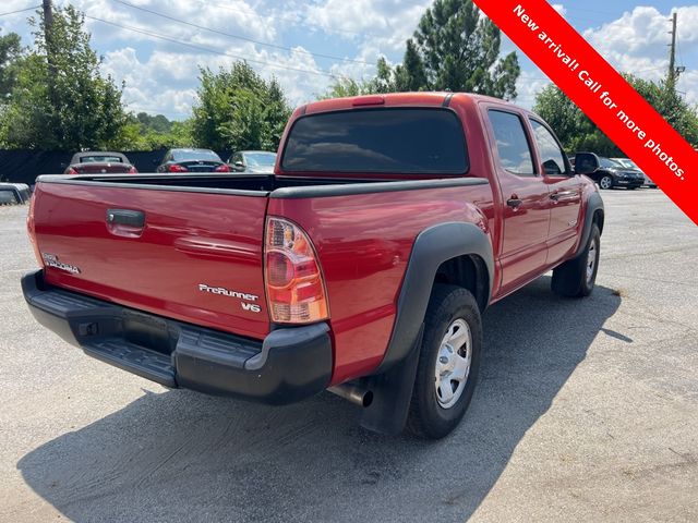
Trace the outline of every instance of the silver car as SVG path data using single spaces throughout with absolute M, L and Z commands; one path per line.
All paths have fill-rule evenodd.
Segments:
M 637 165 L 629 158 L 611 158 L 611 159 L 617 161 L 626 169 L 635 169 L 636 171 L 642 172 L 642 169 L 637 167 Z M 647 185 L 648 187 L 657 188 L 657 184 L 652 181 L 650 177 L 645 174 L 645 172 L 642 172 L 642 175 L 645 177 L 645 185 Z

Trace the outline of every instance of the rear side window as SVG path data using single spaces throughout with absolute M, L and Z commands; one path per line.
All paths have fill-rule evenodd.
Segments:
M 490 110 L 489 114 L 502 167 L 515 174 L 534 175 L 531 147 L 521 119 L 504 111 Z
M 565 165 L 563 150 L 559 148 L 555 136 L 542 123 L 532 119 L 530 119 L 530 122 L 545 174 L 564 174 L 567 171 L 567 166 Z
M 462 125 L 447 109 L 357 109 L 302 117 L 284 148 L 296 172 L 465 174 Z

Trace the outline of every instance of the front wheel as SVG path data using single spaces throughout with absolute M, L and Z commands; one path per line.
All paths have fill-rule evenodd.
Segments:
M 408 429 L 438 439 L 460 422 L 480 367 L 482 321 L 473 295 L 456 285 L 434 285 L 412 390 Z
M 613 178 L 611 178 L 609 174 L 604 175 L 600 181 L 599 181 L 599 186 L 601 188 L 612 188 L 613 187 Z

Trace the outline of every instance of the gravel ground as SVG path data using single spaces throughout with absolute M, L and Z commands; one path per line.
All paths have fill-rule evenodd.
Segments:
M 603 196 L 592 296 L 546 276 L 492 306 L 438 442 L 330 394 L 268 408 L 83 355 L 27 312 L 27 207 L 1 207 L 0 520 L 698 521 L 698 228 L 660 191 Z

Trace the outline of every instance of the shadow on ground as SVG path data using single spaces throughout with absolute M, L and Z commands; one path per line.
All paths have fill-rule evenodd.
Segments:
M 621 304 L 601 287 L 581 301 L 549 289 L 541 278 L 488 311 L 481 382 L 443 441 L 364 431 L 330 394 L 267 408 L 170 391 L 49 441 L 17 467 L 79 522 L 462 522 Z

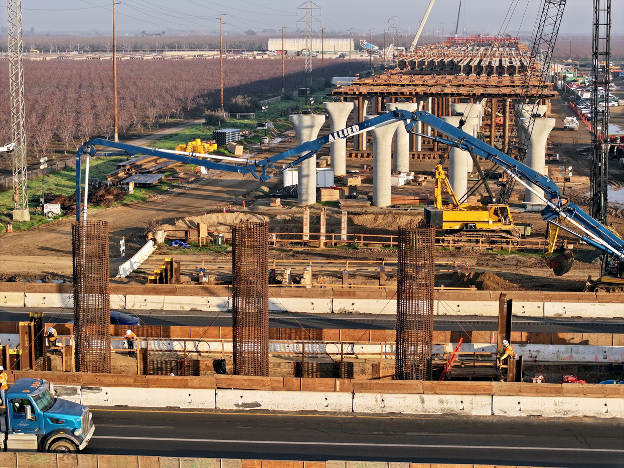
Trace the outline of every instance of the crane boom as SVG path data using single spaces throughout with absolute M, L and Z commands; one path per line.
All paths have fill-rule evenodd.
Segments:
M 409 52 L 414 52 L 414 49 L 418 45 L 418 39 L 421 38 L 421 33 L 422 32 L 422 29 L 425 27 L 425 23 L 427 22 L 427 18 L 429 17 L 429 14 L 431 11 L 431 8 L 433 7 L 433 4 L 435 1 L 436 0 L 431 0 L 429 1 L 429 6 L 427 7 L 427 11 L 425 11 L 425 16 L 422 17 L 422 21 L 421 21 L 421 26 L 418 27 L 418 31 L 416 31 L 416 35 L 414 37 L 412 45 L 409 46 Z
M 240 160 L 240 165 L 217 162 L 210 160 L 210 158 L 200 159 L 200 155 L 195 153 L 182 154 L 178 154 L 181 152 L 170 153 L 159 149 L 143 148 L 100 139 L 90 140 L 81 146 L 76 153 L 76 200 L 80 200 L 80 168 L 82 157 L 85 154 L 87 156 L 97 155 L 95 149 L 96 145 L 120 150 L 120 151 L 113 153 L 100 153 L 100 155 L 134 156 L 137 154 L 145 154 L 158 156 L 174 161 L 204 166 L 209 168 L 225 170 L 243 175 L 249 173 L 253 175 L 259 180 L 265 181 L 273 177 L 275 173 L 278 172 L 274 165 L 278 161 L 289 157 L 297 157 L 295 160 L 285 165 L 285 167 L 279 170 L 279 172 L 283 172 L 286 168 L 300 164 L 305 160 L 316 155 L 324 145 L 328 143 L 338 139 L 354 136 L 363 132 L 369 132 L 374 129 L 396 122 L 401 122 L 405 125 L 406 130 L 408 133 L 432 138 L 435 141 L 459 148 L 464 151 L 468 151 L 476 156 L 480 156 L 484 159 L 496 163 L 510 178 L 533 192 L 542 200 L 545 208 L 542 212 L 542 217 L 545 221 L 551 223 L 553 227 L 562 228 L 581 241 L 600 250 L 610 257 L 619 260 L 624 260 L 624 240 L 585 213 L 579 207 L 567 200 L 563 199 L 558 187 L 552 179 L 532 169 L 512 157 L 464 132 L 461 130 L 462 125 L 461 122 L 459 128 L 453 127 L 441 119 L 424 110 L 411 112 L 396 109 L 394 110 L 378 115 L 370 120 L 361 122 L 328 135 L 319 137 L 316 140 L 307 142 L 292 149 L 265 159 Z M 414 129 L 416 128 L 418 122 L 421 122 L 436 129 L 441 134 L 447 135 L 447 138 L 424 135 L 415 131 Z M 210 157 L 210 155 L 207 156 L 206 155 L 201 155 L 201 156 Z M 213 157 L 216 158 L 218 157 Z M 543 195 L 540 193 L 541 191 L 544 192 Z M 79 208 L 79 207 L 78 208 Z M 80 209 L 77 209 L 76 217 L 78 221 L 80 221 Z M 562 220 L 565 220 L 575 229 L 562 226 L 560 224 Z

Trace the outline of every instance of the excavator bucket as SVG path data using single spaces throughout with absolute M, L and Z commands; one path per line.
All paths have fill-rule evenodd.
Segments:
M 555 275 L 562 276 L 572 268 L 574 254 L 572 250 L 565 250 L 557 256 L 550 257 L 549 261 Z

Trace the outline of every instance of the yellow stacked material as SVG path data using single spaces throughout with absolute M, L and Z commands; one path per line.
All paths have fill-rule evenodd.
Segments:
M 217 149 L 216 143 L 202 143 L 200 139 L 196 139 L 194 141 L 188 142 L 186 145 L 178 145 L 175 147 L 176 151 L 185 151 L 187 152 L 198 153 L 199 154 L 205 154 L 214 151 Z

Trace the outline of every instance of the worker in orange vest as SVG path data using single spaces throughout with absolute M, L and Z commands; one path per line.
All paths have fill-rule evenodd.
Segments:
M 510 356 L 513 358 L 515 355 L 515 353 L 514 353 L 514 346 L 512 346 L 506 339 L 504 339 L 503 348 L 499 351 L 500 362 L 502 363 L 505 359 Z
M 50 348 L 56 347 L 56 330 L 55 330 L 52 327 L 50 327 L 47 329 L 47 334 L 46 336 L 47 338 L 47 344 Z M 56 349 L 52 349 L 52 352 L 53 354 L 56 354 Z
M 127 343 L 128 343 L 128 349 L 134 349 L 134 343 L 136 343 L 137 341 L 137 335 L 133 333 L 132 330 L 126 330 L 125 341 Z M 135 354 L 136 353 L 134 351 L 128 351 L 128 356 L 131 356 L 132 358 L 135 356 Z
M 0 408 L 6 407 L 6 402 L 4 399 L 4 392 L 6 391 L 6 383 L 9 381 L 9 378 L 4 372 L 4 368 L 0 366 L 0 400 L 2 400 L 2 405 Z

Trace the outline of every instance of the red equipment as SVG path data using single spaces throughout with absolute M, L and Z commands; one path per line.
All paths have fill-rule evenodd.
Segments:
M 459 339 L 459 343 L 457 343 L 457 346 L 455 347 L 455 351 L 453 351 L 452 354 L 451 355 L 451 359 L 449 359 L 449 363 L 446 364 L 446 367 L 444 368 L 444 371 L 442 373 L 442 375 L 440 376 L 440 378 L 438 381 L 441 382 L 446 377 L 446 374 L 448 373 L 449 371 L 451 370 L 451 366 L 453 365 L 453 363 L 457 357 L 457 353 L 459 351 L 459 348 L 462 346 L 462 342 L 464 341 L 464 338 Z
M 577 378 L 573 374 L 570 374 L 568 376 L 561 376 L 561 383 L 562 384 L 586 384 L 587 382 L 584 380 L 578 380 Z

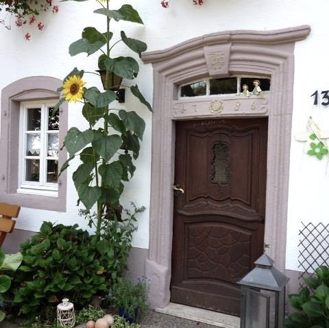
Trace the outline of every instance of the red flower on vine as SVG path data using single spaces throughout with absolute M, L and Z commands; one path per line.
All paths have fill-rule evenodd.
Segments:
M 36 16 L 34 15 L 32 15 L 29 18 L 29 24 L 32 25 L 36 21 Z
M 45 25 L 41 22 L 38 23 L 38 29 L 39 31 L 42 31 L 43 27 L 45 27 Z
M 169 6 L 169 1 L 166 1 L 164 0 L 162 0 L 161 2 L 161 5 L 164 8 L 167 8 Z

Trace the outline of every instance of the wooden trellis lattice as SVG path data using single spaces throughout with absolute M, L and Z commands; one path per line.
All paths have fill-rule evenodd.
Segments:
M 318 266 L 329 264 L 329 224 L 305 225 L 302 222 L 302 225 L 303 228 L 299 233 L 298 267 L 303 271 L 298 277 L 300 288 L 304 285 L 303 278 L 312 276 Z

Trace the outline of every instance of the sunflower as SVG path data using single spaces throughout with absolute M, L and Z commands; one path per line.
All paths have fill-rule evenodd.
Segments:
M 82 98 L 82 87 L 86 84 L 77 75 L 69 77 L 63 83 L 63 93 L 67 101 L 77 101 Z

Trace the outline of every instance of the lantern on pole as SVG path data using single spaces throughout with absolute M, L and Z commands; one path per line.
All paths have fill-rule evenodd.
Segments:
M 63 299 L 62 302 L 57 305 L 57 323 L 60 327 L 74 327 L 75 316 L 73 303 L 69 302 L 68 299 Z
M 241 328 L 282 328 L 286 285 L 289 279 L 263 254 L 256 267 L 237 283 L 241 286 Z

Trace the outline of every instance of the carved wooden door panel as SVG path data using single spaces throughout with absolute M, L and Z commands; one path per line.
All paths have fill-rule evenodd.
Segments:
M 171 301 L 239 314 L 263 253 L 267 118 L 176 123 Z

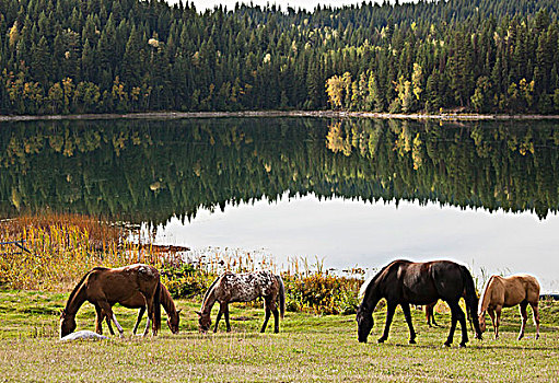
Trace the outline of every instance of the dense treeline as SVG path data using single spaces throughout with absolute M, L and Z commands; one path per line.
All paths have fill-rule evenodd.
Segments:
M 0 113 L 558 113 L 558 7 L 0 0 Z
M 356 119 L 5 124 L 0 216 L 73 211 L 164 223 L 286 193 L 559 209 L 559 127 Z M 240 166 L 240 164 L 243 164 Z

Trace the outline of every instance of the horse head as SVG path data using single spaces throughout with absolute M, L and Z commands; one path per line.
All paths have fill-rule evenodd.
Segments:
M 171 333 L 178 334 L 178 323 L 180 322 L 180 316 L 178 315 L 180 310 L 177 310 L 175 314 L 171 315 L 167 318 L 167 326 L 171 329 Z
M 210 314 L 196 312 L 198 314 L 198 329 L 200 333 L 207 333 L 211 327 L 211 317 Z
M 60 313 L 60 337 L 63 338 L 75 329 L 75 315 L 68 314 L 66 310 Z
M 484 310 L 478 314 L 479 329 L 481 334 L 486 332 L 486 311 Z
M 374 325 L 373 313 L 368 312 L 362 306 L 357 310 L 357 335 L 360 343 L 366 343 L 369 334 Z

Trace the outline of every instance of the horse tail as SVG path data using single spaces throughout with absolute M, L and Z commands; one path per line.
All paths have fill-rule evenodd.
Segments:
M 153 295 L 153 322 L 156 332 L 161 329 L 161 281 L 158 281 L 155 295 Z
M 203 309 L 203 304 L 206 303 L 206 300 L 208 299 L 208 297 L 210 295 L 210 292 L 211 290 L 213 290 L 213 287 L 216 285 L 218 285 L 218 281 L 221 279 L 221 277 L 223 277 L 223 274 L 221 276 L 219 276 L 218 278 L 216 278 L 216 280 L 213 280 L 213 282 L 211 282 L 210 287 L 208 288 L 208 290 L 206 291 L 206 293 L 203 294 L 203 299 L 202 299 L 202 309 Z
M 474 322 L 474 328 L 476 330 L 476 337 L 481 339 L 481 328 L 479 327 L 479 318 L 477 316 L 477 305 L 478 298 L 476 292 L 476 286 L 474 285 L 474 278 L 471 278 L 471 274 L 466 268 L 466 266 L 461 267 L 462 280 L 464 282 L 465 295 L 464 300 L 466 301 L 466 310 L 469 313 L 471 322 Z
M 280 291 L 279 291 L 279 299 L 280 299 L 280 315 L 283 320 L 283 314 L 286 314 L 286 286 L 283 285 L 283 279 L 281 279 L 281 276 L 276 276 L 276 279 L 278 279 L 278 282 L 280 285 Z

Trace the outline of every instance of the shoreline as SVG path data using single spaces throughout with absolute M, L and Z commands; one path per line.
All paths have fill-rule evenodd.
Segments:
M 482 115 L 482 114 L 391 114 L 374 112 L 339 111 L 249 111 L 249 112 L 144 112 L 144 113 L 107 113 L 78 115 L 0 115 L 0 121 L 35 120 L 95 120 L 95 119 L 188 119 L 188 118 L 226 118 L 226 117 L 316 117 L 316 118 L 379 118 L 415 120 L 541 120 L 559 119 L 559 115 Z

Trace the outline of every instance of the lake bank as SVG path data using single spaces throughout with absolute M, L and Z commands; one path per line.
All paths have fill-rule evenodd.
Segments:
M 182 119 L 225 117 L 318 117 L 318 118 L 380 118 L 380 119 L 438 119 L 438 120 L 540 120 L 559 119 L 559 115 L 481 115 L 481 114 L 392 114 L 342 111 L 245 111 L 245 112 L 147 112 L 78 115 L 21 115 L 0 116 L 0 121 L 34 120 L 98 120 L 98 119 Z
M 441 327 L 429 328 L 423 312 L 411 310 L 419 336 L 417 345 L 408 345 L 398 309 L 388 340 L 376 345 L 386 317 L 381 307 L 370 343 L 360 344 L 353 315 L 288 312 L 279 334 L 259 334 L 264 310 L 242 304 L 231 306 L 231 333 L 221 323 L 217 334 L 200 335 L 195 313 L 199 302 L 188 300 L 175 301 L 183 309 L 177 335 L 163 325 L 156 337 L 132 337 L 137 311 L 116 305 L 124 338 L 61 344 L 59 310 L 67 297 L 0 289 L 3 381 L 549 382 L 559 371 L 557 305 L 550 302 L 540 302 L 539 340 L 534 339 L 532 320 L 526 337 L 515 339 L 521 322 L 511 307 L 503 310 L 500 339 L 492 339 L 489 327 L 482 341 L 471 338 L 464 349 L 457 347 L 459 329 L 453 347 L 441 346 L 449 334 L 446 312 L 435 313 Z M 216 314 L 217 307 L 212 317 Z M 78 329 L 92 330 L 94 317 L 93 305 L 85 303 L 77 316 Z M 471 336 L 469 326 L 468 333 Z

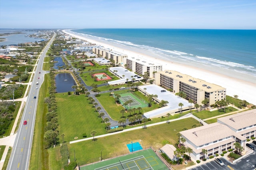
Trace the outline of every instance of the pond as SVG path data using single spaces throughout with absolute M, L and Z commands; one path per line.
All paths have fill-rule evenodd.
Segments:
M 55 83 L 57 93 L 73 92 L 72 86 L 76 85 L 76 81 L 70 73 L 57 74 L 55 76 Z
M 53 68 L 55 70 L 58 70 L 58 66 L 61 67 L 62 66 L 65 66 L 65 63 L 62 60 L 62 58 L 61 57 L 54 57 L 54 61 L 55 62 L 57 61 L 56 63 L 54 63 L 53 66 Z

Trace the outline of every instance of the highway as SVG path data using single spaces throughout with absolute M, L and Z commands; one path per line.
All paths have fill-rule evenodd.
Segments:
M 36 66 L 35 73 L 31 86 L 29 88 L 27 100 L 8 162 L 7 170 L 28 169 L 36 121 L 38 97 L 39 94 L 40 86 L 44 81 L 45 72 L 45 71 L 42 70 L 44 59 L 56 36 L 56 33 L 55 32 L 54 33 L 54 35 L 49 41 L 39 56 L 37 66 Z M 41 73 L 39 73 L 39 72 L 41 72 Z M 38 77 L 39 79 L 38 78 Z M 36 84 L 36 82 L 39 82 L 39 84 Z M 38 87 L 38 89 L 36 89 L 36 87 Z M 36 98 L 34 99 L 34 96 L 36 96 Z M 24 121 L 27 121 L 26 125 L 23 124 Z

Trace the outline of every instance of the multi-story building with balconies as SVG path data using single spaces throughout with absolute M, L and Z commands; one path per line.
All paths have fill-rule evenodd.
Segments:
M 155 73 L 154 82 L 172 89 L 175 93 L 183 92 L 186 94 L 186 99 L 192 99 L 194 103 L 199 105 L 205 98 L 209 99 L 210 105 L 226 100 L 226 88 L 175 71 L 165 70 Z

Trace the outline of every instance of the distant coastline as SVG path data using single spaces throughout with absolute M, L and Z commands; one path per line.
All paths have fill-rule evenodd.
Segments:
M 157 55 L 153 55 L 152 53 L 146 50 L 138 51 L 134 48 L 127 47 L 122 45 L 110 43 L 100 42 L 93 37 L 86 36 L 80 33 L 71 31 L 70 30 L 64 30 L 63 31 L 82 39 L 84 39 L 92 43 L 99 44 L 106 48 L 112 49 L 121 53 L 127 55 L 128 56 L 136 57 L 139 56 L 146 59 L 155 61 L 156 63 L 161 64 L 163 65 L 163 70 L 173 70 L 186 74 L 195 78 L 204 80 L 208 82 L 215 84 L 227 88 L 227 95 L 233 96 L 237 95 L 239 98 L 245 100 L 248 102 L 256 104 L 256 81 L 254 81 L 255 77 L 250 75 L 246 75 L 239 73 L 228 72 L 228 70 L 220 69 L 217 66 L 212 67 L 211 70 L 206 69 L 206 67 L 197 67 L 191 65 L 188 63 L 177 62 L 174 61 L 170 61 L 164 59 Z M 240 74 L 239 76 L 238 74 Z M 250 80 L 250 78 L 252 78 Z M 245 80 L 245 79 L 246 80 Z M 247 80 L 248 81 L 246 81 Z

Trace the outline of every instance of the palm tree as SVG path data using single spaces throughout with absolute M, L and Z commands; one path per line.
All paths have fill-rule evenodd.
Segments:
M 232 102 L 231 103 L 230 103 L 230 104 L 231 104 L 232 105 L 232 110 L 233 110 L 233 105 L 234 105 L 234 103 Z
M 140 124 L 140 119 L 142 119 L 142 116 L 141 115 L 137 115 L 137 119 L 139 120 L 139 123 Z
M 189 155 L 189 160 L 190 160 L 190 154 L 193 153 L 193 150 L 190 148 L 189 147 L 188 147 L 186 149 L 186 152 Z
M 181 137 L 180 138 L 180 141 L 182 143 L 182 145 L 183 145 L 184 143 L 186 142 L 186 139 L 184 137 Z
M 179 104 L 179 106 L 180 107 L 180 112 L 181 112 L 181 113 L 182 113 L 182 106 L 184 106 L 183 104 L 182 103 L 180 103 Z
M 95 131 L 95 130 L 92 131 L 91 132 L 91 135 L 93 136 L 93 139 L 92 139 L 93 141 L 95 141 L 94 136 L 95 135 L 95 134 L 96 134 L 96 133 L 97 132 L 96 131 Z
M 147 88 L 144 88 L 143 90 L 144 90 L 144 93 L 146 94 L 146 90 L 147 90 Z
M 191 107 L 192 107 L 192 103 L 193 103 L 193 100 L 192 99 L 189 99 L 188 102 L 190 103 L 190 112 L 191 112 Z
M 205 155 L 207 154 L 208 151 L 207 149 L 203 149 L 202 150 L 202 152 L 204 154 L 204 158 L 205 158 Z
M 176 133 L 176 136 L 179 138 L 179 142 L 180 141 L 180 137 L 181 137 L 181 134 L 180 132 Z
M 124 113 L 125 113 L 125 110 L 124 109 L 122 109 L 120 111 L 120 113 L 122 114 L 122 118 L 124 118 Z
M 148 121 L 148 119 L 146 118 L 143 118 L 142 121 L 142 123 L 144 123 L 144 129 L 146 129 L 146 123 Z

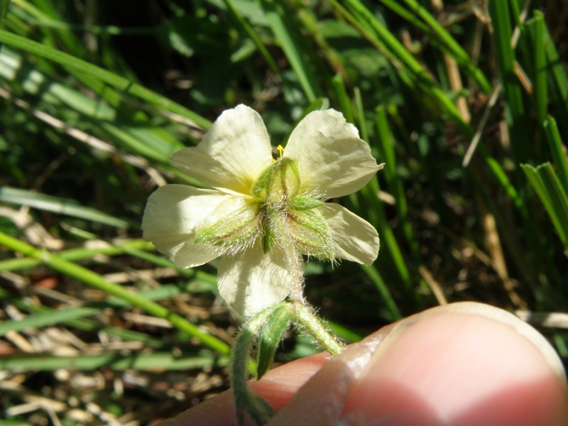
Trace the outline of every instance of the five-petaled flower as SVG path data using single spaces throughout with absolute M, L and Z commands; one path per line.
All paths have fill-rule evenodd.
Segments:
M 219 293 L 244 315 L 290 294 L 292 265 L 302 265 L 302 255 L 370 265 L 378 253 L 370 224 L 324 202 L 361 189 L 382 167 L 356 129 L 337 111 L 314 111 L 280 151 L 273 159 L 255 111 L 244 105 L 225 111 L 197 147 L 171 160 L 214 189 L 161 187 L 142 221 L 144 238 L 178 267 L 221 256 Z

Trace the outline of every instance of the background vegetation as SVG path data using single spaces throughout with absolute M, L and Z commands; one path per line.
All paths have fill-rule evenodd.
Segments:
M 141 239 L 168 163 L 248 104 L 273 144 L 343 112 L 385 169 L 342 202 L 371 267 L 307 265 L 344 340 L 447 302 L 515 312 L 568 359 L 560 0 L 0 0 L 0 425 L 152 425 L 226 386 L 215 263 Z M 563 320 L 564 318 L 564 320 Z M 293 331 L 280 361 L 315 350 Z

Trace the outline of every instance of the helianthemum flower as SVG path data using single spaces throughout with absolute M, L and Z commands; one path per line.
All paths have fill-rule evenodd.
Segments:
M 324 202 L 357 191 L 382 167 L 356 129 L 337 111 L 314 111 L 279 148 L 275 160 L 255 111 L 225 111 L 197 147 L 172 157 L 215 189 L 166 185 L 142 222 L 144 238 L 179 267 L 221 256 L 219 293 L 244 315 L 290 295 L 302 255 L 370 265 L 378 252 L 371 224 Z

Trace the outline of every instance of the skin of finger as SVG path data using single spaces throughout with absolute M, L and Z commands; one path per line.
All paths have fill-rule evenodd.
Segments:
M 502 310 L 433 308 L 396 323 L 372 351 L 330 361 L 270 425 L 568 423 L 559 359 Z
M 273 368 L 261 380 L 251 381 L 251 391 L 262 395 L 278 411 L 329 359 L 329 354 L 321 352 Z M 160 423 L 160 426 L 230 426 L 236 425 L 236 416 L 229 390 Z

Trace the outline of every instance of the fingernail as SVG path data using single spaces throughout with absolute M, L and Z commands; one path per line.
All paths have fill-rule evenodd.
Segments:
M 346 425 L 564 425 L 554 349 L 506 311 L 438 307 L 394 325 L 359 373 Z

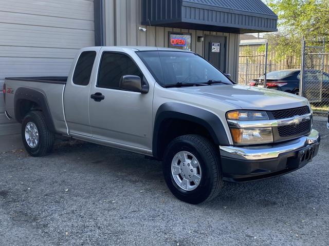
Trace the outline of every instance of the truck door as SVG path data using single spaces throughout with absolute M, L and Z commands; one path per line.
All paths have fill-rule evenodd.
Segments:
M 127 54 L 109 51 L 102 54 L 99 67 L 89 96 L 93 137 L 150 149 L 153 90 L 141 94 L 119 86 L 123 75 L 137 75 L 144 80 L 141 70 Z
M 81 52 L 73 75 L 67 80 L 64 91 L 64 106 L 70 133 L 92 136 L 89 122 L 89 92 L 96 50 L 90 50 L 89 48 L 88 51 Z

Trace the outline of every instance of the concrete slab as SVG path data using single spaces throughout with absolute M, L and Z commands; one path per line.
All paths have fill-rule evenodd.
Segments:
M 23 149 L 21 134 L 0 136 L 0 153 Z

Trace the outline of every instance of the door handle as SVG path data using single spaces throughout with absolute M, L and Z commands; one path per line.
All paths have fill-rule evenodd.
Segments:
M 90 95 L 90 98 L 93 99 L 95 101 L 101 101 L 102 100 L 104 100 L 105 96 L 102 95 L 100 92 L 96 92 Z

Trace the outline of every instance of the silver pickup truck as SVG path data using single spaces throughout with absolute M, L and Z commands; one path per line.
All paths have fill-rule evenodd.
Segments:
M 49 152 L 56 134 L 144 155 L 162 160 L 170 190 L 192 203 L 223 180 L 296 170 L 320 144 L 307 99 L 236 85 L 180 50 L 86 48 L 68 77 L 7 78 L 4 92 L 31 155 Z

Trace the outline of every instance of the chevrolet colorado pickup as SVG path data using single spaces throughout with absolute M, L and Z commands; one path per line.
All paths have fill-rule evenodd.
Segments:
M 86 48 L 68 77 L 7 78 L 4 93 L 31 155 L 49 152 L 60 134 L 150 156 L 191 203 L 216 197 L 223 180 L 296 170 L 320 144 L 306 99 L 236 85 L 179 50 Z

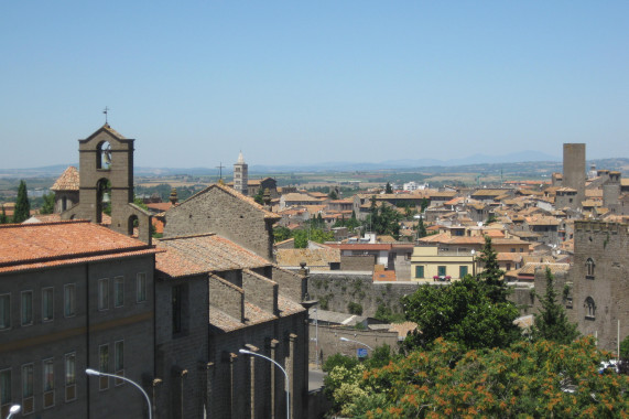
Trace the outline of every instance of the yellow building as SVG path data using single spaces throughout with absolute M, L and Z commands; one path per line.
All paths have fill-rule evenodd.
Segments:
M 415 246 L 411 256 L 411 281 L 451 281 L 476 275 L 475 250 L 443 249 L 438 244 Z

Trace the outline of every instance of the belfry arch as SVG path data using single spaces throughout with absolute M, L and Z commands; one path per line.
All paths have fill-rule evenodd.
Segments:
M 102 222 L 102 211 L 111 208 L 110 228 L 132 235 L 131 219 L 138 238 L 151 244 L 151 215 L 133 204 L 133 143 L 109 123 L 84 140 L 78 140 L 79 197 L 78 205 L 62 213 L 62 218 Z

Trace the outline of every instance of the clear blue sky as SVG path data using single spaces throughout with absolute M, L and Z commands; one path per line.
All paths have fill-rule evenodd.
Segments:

——

SET PROBLEM: Rewrite the lines from the beginning through the line containing "M 603 196 L", changing "front wheel" to "rear wheel" and leaving everything else unchanged. Omit the pictures.

TASK SOLUTION:
Trace the outline of every instance of the silver car as SVG path data using single spaces throughout with absolute M, L and Z commands; one path per line.
All paths have fill-rule evenodd.
Segments:
M 637 165 L 629 158 L 611 158 L 611 159 L 617 161 L 626 169 L 635 169 L 636 171 L 642 172 L 642 169 L 637 167 Z M 647 185 L 648 187 L 657 188 L 657 184 L 652 181 L 650 177 L 645 174 L 645 172 L 642 172 L 642 175 L 645 177 L 645 185 Z

Trace the outline of every instance of the rear side window as SVG path data using single spaces throughout with absolute M, L and Z commands; one path per line.
All paths have fill-rule evenodd.
Segments:
M 490 110 L 489 114 L 502 167 L 515 174 L 534 175 L 531 147 L 521 119 L 504 111 Z
M 565 165 L 563 150 L 559 148 L 555 136 L 542 123 L 532 119 L 530 119 L 530 122 L 545 174 L 564 174 L 567 171 L 567 166 Z
M 462 125 L 447 109 L 357 109 L 302 117 L 284 148 L 296 172 L 465 174 Z

Trace the outline of every instance of the rear wheel as SVG path data using single spaces throughout with absolute M, L and Z commands; one path per line.
All paths have fill-rule evenodd.
Segments:
M 408 429 L 438 439 L 460 422 L 480 367 L 482 321 L 473 295 L 456 285 L 434 285 L 412 390 Z
M 613 178 L 611 178 L 609 174 L 604 175 L 600 181 L 599 181 L 599 186 L 601 188 L 612 188 L 613 187 Z

Trace the outline of every instance of the gravel ground as SVG path data using single spaces throughout with absolute M, L and Z commands; one path per line.
All paths have fill-rule evenodd.
Segments:
M 603 196 L 592 296 L 546 276 L 492 306 L 438 442 L 330 394 L 268 408 L 83 355 L 27 312 L 27 207 L 1 207 L 0 520 L 698 521 L 698 228 L 660 191 Z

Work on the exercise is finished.